Совершенное безразличие к содержанию, к новизне информации проявляет Обломов-отец при чтении газет: «Иногда он из третьегодичных газет почитает и вслух, для всех, или так сообщает им известия» (ч. 1, гл. IX). Газета — носитель информации свежей, горячей, устаревающий почти в одночасье; но, невзирая на сие, Илья Иванович любит читать «новости» из газет трёхлетней давности!
Да, жизнь в Обломовке безмятежна, легка и проста. Её выразительнейший символ — гомерический, беззаботный смех. Но чем он вызван? Воспоминаниями о трёхлетней давности истории — о том, как помещик Лука Савич, катаясь на салазках, упал и «бровь расшиб»: «Напрасно он силился досказать историю своего падения: хохот разлился по всему обществу, проник до передней и до девичьей, объял весь дом, все вспомнили забавный случай, все хохочут долго, дружно, несказанно, как олимпийские боги. Только начнут умолкать, кто-нибудь подхватит опять — и пошло писать» (ч. 1, гл. IX).
Господа Обломовы и их гости смеются весело, радостно, но у читателя, как и у самого сочинителя, их беззаботное веселье должно вызвать только саркастическую ухмылку.
Времяпрепровождение обломовцев гармонирует с идеалом вольготной жизни из народных сказок, которые в детстве Илюша слышал от няни: «Нянька с добродушием повествовала сказку о Емеле-дурачке, эту злую и коварную сатиру на наших предков, а может быть, еще и на нас самих» (ч. 1, гл. IX). Почему сказка Емеле-дурачке названа коварной сатирой? Наверное, потому, что вольготная жизнь, когда все трудности преодолеваются и работа исполняется чудесной щукой (у взрослого Ильи Ильича вместо этой щуки есть друг Андрей Штольц), соблазнительна. (Кстати, на самом деле сказка о Емеле, конечно, не сатира в собственном смысле слова, и автор «Обломова» это, очевидно, понимал.)
Нянины сказки, а также и былины о подвигах богатырей, побеждающих страшных ворогов («Илиада русской жизни», которую няня рассказывала «с простотою и добродушием Гомера» (ч. 1, гл. IX)), пленили воображение ребёнка и исказили его восприятие жизни: «Населилось воображение мальчика странными призраками; боязнь и тоска засели надолго, может быть навсегда, в душу. Он печально озирается вокруг и всё видит в жизни вред, беду, всё мечтает о той волшебной стороне, где нет зла, хлопот, печалей, <…> где так хорошо и кормят и одевают даром…» (ч. 1, гл. IX).

○ ○ ○ ○ ○

■ Задания:
a - Выпишите из фрагмента об Обломовке все выражения, в которых упоминаются Гомер, его поэма или олимпийские боги.
b - Ответьте по фрагменту об Обломовке:
(i) Газеты какой давности читает Илья Иванович?
(ii) Что случилось с помещиком Лукой Савичем?
(iii) Кто у взрослого Ильи Ильича заменяет чудесную щуку из сказки?
Сохранённые данные представляют собой отдельный материал и к фрагменту не относятся.

(Сохранённые данные)
○ ○ ○ ○ ○

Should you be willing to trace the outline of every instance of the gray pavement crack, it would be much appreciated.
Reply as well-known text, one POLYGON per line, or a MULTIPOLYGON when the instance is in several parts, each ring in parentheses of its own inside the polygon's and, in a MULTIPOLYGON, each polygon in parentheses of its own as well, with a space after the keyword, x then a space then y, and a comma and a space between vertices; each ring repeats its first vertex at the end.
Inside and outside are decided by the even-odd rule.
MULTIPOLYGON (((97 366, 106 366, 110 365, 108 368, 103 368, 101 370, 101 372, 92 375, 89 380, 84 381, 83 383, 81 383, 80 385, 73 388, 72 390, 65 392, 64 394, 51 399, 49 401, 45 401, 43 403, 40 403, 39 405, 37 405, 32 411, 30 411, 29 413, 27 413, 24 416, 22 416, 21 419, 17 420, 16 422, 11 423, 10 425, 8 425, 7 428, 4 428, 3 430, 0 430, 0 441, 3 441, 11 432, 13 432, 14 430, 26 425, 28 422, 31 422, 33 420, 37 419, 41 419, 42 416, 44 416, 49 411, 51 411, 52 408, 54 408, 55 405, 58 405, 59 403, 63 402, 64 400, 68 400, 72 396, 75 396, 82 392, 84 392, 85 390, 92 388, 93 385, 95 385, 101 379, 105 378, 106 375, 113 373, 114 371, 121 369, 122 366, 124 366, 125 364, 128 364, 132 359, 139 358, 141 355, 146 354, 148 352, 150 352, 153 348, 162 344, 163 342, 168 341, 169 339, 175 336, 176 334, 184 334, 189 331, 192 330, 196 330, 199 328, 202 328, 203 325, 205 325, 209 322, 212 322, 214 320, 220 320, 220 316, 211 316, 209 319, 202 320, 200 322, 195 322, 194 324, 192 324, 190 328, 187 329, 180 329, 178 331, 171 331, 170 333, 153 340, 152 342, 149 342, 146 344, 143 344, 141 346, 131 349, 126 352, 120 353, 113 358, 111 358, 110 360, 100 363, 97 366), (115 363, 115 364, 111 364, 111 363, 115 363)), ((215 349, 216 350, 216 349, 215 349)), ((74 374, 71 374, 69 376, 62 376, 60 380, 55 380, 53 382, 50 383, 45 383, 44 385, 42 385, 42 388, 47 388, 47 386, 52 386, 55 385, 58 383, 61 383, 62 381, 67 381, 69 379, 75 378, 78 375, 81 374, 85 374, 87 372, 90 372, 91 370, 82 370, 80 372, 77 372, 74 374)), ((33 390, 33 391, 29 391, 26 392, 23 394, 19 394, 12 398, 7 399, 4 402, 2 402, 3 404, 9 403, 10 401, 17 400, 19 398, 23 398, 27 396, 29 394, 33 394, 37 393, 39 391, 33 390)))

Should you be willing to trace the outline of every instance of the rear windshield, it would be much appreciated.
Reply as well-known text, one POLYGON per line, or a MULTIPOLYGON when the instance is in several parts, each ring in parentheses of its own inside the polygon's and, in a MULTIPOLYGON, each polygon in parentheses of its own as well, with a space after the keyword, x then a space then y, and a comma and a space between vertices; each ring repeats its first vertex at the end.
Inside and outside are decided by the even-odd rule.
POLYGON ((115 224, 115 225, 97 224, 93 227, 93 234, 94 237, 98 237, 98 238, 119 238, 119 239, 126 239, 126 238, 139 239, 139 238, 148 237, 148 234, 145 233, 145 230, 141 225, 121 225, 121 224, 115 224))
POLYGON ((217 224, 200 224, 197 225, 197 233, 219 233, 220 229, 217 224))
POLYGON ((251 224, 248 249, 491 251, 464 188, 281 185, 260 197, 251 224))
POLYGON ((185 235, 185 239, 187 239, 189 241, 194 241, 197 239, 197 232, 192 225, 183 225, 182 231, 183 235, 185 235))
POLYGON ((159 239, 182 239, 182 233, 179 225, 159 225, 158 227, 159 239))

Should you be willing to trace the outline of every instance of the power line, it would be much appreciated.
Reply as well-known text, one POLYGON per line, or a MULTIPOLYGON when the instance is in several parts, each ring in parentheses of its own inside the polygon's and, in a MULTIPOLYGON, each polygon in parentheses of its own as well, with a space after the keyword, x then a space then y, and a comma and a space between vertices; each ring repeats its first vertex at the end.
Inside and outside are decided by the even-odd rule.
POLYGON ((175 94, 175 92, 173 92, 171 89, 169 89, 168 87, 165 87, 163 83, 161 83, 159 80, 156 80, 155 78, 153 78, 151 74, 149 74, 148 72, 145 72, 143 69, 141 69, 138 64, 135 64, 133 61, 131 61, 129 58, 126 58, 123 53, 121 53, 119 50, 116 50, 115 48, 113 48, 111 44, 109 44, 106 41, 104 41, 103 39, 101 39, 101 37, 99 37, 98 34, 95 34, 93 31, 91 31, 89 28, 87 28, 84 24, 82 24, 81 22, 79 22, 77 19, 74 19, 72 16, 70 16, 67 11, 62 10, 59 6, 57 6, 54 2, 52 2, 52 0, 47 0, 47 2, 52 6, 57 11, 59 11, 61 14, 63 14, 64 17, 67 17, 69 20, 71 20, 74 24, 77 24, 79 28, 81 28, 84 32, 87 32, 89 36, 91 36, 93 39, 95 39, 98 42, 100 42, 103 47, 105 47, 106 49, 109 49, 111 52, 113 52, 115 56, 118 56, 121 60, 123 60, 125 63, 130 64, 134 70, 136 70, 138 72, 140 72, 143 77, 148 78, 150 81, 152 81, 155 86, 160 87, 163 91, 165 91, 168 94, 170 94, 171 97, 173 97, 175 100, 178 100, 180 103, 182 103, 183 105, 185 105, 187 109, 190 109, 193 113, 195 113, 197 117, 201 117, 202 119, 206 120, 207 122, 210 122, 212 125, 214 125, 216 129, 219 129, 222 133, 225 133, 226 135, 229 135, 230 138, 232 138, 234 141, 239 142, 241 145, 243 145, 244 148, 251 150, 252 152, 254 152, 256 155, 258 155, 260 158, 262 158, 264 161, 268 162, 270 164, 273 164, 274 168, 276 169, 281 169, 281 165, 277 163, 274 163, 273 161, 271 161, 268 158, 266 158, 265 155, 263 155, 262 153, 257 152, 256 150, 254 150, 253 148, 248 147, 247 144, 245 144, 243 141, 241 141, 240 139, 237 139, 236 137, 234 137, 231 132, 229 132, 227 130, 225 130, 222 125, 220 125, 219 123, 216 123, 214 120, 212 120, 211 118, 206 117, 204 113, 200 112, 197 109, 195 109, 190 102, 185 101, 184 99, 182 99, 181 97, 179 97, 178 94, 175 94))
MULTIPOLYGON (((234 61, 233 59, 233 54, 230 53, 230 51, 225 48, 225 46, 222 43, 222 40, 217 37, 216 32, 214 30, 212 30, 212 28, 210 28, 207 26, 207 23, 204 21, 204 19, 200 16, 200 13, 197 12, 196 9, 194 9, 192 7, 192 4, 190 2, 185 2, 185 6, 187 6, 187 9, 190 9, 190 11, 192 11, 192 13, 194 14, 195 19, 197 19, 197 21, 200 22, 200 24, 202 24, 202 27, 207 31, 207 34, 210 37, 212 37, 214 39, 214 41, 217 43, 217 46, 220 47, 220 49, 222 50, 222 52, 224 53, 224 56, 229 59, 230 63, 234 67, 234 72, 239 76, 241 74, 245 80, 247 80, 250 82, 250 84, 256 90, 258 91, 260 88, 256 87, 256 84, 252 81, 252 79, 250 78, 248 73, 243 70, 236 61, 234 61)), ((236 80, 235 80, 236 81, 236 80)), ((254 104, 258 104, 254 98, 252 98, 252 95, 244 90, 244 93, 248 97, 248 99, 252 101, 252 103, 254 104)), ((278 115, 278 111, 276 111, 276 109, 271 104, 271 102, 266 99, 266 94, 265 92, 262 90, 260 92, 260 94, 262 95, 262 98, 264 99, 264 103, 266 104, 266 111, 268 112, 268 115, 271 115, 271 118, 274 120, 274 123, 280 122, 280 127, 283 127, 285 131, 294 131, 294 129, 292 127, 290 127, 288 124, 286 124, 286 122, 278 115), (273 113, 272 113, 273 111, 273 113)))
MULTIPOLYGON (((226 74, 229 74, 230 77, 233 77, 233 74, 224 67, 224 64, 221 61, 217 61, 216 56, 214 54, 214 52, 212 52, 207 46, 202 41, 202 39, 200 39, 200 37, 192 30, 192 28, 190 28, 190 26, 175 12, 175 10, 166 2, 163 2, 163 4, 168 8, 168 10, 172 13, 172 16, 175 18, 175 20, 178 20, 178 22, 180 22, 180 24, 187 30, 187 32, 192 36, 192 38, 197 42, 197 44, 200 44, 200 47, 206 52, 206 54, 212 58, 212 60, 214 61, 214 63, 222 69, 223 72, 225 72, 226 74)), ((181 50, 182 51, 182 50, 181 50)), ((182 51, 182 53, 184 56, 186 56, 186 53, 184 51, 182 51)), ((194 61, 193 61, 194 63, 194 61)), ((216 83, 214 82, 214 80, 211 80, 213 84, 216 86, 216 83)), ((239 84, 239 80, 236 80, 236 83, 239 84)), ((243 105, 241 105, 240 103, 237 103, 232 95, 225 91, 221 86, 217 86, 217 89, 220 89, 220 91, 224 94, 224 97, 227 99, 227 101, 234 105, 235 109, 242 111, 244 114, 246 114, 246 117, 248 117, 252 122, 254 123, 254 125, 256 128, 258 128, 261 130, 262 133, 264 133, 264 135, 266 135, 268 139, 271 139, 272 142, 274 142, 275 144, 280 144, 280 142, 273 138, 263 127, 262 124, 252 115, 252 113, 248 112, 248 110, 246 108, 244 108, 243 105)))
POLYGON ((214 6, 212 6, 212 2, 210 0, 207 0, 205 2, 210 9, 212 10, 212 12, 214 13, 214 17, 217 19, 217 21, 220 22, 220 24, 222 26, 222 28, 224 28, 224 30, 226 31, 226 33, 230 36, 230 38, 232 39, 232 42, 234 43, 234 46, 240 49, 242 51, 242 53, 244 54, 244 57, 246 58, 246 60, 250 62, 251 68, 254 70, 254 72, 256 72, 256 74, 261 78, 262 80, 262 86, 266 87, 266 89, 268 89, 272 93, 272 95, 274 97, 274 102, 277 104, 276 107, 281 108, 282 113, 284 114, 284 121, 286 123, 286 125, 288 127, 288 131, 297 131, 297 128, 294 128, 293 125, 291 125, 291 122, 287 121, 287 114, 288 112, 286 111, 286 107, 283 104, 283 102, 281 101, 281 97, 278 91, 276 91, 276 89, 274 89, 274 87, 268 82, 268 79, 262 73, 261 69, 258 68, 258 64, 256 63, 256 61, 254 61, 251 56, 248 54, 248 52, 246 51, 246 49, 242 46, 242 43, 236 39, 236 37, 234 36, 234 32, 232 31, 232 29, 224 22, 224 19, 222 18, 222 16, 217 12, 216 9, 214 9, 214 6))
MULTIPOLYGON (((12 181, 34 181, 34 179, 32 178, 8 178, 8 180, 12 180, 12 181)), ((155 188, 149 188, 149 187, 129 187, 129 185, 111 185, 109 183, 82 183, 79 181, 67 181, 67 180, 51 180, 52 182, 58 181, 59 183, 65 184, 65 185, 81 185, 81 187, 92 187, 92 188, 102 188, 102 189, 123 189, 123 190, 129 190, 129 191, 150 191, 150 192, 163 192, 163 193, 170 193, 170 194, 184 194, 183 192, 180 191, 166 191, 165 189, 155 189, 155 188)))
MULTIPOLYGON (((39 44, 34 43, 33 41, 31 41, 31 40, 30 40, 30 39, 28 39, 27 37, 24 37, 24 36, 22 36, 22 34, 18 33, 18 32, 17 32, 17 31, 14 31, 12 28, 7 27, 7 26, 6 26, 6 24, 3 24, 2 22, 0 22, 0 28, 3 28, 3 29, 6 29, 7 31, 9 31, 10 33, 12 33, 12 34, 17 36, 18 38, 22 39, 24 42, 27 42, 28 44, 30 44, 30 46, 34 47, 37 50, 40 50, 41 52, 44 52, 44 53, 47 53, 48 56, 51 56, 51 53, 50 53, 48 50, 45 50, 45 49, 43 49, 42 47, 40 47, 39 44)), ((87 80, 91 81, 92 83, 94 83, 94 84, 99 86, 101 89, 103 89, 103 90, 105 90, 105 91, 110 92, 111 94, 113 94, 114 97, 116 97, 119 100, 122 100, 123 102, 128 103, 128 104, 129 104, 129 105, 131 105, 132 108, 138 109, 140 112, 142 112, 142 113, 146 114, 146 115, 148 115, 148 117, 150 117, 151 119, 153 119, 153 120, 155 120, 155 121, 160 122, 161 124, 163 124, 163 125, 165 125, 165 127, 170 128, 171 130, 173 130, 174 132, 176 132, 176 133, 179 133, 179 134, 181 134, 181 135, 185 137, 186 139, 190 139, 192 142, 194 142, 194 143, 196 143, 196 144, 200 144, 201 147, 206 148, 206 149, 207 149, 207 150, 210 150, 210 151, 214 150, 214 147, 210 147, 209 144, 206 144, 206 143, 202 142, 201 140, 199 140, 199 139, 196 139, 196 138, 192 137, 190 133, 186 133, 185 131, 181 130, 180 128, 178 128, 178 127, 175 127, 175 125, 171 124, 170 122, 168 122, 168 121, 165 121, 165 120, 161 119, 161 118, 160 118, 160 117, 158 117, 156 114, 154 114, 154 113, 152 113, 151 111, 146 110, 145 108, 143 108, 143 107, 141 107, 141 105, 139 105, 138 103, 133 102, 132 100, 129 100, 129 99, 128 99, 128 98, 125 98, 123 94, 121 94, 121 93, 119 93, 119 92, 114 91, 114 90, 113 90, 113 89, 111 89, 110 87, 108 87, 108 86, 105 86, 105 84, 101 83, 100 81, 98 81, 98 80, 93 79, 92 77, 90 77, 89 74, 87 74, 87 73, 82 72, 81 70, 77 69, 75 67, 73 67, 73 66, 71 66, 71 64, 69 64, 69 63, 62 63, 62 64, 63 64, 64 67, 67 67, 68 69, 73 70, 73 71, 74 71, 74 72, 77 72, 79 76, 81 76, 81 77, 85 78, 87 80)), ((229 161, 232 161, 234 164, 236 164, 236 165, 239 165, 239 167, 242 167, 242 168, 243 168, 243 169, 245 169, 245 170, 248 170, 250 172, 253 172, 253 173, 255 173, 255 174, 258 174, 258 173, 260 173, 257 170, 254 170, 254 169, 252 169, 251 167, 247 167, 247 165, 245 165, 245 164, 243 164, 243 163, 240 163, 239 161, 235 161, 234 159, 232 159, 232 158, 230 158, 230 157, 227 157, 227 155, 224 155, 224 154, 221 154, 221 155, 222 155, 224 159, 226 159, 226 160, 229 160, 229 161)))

○ ○ ○ ○ ○

■ Ответы по заданиям:
a -
— «гомерический, беззаботный смех»
— «как олимпийские боги»
— «Илиада русской жизни»
— «с простотою и добродушием Гомера»

b -
(i) Газеты трёхлетней давности.
(ii) Он катался на салазках, упал и расшиб бровь.
(iii) Его друг Андрей Штольц.